Source data —

=== Begin Enclosure ===

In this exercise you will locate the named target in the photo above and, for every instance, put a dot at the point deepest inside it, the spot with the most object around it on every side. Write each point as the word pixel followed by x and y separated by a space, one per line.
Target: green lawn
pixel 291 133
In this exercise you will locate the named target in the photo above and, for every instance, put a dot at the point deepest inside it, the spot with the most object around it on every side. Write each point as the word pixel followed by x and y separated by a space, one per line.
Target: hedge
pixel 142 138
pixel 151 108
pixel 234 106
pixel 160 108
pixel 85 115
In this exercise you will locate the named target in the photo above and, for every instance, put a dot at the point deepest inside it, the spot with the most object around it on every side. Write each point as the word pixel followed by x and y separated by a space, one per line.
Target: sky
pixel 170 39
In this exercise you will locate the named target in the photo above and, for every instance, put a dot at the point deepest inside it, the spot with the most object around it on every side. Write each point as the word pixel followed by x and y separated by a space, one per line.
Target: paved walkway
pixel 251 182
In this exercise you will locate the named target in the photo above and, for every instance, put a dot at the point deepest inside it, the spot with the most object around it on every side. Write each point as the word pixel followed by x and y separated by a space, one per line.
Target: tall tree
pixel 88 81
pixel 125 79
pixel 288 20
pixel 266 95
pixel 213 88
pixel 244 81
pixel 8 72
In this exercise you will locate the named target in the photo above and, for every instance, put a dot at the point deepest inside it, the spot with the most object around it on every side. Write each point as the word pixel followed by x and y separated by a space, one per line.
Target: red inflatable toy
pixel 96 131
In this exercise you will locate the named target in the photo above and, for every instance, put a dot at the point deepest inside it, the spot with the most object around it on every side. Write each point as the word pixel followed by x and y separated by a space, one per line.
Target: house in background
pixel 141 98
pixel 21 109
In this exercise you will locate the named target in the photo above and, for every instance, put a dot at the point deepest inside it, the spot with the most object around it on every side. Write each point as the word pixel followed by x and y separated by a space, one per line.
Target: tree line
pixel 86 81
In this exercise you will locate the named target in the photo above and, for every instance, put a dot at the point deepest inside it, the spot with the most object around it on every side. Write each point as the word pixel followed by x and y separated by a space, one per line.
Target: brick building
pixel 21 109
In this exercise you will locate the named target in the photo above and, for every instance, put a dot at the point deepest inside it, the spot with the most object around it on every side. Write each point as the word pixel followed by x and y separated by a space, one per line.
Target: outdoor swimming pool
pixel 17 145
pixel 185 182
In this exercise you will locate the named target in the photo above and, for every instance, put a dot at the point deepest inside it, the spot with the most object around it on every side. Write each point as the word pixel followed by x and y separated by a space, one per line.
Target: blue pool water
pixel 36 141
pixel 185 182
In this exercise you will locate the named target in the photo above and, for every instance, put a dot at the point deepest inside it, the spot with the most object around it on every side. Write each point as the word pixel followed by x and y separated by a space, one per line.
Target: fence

=== End Enclosure ===

Your task —
The output is every entry, printed exactly as it reads.

Answer for this exercise —
In this exercise you will locate the named target in the photo above and, for every instance, put a dot at the point deepest inside it, the spot with the most object around it on every side. Write each point as the word pixel followed by x and y separated by a space, one per line.
Target: green lawn
pixel 291 133
In this exercise you will locate the named target in the photo above and, for every instance, put a dot at the point deepest inside it, the spot with the most object around it on every side. Write each point as the word pixel followed by x and y separated by a space, one per line.
Target: hedge
pixel 142 138
pixel 151 108
pixel 234 106
pixel 160 108
pixel 85 115
In this exercise you will locate the named target in the photo above and, for every instance, put a dot at the point deepest inside it, the spot with the most object around it on every side. Write each point as the word pixel followed by x and y separated by a space, one per line.
Target: sky
pixel 170 39
In this exercise you will locate the named target in the photo above and, for every instance, put a dot at the point deepest inside it, the spot with the most object around it on every side. Write each point as the word pixel followed by x and y separated by a space, one per line.
Target: paved walkway
pixel 251 182
In this exercise you will locate the named target in the photo above and, for every instance, put a dot at the point deepest inside it, the spot with the most object around it on every side. Write each point as the word pixel followed by x and y separated by a space, one per line.
Target: tall tree
pixel 88 81
pixel 125 79
pixel 288 20
pixel 266 95
pixel 213 88
pixel 244 81
pixel 8 72
In this exercise you will locate the named target in the photo above and, for every instance, put a dot at the point deepest inside it, the spot with the most object around it on every side. Write each point as the word pixel followed by x and y separated by a space, one per line.
Target: red inflatable toy
pixel 96 131
In this exercise you will locate the named target in the photo above and, for every instance, put a dot at the point deepest inside it, the spot with the most object around it on every side. Write each point as the word pixel followed by x and y separated by a space, one per line.
Target: house in background
pixel 141 98
pixel 21 109
In this exercise you will locate the named target in the photo above and, for every instance, put a dot at the point deepest inside it, the spot with the most object around it on every side. Write each point as the word pixel followed by x and y separated by a space, one per line.
Target: tree line
pixel 86 81
In this exercise you will locate the named target in the photo above and, for every instance, put a dot at the point deepest inside it, the spot with the most object around it on every side. Write each point as the word pixel followed by x and y separated by a space, one per line.
Target: brick building
pixel 21 109
In this exercise you will locate the named target in the photo above and, for every instance, put a dot at the point deepest inside it, the spot with the most object around it on every side. Write each point as the word pixel followed by x and y separated by a space, one per line.
Target: outdoor swimming pool
pixel 17 145
pixel 185 182
In this exercise you will locate the named target in the photo above and, for every instance, put a dot at the point deepest inside it, the spot with the most object around it on every side. Write each point as the word pixel followed by x and y separated by a space, one per line.
Target: blue pool water
pixel 36 141
pixel 185 182
In this exercise you will locate the named target in the photo above and, for every instance, put a dot at the point deepest inside it, the spot with the most object around it on every side. Write each point as the word pixel followed by x and y separated by a space, one per line.
Target: fence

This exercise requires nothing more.